# Required work:
Rewrite the entries from the start through the line containing "[367,130,566,374]", requests included, and shift every bounding-box coordinate in the answers up by 57. Leave out everything after that line.

(A run of entries)
= = = = = = =
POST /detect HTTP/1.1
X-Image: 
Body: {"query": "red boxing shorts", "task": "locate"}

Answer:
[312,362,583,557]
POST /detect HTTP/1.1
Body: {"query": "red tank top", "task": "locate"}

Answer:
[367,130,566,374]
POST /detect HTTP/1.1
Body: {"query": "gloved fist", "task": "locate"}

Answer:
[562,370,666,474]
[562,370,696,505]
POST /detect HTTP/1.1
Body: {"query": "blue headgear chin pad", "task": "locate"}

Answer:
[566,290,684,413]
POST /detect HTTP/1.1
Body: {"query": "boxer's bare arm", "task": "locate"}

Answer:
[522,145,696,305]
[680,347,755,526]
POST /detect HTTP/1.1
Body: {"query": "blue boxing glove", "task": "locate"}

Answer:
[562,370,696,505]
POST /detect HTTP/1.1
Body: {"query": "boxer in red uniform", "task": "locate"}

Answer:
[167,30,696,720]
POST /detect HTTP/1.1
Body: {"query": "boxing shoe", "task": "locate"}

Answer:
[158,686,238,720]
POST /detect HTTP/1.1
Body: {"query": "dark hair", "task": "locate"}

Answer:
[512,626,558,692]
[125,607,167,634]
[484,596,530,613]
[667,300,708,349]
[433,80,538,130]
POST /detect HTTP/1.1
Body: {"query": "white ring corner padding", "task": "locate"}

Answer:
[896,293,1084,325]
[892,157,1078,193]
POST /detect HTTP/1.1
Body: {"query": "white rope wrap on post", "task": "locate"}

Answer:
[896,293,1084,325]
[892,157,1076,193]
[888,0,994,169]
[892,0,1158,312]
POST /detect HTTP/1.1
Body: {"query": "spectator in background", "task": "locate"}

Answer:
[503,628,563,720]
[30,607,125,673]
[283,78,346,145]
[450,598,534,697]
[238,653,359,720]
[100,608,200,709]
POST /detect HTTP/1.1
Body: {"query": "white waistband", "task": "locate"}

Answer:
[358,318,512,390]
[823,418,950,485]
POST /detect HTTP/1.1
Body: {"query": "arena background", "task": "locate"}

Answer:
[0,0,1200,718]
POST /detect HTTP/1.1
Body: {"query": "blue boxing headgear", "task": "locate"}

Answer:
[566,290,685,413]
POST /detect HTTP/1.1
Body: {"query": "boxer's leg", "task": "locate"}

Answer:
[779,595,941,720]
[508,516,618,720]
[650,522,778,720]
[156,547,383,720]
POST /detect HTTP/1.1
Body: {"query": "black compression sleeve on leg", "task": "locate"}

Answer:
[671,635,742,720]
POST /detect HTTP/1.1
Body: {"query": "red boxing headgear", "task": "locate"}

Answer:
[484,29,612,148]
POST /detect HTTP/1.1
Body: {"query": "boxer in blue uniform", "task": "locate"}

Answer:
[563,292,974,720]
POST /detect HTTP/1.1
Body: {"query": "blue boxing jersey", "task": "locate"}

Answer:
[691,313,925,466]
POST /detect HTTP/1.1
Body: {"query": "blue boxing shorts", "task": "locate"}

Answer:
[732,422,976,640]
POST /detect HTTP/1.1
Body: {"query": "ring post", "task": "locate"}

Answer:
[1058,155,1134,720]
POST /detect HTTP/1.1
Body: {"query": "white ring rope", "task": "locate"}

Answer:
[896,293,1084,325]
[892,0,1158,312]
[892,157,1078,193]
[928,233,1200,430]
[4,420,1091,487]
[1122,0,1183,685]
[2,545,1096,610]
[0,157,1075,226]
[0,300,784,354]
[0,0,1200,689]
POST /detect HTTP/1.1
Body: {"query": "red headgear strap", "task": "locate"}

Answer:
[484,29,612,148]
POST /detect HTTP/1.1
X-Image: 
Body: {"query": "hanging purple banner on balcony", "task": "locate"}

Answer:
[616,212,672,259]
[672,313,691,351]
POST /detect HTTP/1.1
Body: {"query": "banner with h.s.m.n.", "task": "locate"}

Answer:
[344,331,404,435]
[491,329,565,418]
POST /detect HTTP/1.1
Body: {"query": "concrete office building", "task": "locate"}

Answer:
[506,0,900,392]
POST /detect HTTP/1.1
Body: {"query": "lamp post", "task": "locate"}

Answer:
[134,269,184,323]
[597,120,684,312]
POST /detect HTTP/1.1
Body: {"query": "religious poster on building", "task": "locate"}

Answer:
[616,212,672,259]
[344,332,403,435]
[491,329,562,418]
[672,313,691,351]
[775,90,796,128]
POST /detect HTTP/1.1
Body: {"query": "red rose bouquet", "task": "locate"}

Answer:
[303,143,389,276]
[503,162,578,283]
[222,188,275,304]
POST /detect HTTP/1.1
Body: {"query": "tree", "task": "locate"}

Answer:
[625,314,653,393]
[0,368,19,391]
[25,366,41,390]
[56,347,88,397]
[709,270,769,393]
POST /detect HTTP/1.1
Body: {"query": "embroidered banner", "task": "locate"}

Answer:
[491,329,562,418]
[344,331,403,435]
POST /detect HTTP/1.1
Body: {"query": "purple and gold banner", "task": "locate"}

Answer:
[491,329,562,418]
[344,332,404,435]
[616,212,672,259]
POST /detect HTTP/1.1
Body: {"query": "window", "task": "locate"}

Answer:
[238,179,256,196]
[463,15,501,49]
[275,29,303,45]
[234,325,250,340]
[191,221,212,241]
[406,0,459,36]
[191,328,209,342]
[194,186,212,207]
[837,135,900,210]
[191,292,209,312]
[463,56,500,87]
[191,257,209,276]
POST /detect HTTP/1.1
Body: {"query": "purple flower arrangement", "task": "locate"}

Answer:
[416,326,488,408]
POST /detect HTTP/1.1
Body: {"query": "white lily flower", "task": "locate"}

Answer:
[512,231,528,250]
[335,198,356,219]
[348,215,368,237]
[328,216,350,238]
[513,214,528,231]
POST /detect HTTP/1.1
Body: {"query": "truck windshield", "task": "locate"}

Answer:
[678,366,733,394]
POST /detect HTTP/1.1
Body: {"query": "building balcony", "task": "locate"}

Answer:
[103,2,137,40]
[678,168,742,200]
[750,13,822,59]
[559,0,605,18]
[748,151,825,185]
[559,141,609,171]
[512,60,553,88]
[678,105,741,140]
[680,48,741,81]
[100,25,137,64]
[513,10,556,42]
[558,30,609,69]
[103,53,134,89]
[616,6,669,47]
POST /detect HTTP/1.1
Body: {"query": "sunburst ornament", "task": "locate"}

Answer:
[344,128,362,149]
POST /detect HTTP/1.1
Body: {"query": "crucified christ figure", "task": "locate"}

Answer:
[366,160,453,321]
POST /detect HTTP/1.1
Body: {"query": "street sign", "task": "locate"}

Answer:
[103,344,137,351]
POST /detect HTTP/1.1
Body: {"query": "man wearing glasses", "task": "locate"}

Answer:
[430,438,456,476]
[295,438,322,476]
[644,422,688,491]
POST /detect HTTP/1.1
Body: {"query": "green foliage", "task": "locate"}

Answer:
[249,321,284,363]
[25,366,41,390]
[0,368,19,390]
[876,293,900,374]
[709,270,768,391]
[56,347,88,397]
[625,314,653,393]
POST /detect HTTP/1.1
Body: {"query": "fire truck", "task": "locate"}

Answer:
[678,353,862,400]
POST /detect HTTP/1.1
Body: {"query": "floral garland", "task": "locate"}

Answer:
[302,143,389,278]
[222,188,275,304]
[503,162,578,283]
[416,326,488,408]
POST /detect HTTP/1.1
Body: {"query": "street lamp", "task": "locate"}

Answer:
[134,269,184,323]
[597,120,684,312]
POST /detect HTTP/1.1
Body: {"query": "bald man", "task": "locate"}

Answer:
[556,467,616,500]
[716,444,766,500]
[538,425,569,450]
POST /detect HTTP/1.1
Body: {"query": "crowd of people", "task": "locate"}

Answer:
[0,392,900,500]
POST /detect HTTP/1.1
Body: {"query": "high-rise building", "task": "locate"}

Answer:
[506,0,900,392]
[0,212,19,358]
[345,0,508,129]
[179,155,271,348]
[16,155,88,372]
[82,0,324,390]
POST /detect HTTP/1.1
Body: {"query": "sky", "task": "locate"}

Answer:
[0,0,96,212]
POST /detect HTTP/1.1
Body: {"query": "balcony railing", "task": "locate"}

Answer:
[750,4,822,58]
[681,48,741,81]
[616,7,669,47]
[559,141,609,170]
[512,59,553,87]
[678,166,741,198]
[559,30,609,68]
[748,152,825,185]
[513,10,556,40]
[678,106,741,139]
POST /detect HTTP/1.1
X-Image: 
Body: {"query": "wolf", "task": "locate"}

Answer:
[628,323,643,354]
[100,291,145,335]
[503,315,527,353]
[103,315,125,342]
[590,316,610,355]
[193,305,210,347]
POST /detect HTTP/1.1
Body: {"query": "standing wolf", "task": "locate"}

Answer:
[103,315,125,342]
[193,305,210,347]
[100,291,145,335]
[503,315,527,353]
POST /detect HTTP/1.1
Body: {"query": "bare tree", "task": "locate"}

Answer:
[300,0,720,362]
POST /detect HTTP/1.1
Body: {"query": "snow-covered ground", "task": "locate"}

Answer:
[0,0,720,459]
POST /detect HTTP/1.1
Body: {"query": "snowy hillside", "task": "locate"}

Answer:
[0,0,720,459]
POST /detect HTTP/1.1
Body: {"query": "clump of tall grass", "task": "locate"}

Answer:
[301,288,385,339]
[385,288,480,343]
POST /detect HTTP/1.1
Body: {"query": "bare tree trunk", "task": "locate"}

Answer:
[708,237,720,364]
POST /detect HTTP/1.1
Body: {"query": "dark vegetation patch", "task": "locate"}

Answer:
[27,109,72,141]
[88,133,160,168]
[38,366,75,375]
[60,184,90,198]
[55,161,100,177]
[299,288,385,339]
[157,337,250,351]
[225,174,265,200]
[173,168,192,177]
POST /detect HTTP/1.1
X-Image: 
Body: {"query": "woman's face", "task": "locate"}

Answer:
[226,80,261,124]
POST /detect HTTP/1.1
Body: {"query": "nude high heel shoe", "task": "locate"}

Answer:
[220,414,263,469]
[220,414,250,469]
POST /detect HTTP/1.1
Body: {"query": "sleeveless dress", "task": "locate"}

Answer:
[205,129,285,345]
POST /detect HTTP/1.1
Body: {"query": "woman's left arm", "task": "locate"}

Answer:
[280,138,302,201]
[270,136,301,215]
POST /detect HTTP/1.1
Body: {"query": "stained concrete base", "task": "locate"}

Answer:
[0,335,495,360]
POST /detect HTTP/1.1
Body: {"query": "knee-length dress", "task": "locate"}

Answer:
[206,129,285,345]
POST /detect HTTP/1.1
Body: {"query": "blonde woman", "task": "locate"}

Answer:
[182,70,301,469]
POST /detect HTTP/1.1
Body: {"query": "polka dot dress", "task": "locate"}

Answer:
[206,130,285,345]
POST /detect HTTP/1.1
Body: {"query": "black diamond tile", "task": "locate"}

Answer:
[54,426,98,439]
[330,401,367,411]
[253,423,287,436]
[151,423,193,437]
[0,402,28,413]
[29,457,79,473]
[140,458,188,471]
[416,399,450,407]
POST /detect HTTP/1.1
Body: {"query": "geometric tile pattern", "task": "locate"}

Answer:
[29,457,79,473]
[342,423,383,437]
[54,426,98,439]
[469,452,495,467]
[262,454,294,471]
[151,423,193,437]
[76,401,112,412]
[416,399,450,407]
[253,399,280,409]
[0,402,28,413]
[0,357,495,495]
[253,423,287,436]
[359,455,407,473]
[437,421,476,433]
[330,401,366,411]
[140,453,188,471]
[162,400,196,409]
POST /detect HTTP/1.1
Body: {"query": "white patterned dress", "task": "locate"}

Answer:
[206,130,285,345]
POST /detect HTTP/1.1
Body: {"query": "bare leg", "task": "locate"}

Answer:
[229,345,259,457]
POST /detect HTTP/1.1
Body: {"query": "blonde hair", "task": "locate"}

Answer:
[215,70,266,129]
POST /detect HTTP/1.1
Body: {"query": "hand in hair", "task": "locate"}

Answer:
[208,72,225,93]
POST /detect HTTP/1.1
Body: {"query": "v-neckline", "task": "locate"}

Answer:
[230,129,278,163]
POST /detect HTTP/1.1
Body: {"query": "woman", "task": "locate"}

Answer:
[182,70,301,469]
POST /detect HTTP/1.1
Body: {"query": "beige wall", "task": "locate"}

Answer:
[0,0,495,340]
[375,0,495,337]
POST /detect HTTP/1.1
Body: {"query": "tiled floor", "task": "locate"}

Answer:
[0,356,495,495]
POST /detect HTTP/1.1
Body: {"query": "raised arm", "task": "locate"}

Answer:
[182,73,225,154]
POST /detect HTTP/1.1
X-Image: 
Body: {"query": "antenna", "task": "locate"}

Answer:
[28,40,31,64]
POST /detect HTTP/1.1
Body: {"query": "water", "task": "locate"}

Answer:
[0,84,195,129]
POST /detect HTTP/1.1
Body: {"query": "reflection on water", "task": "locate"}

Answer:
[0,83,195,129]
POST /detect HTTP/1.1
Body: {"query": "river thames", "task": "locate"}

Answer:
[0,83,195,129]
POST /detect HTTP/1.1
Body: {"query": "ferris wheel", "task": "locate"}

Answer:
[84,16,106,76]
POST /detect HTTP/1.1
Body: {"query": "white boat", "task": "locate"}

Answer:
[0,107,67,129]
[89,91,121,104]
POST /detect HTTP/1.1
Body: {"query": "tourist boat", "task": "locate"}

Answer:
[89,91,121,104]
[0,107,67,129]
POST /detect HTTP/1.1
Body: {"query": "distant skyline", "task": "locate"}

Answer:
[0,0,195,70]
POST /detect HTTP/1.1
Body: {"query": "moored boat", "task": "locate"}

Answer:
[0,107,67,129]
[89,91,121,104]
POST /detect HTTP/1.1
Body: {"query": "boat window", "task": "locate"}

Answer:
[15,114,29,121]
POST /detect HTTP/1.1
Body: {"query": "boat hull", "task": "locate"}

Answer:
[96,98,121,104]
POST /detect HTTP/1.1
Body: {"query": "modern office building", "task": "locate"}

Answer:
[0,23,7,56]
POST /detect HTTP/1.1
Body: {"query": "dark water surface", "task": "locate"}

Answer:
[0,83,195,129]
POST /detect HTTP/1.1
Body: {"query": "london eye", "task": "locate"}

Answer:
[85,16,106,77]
= = = = = = =
# Written reply:
POST /detect HTTP/1.1
X-Image: 
Body: {"query": "red boxing shorts", "task": "locate"}

Answer:
[369,419,640,614]
POST /detect HTTP/1.1
Body: {"query": "red tank top", "task": "locate"}

Answer:
[424,187,623,431]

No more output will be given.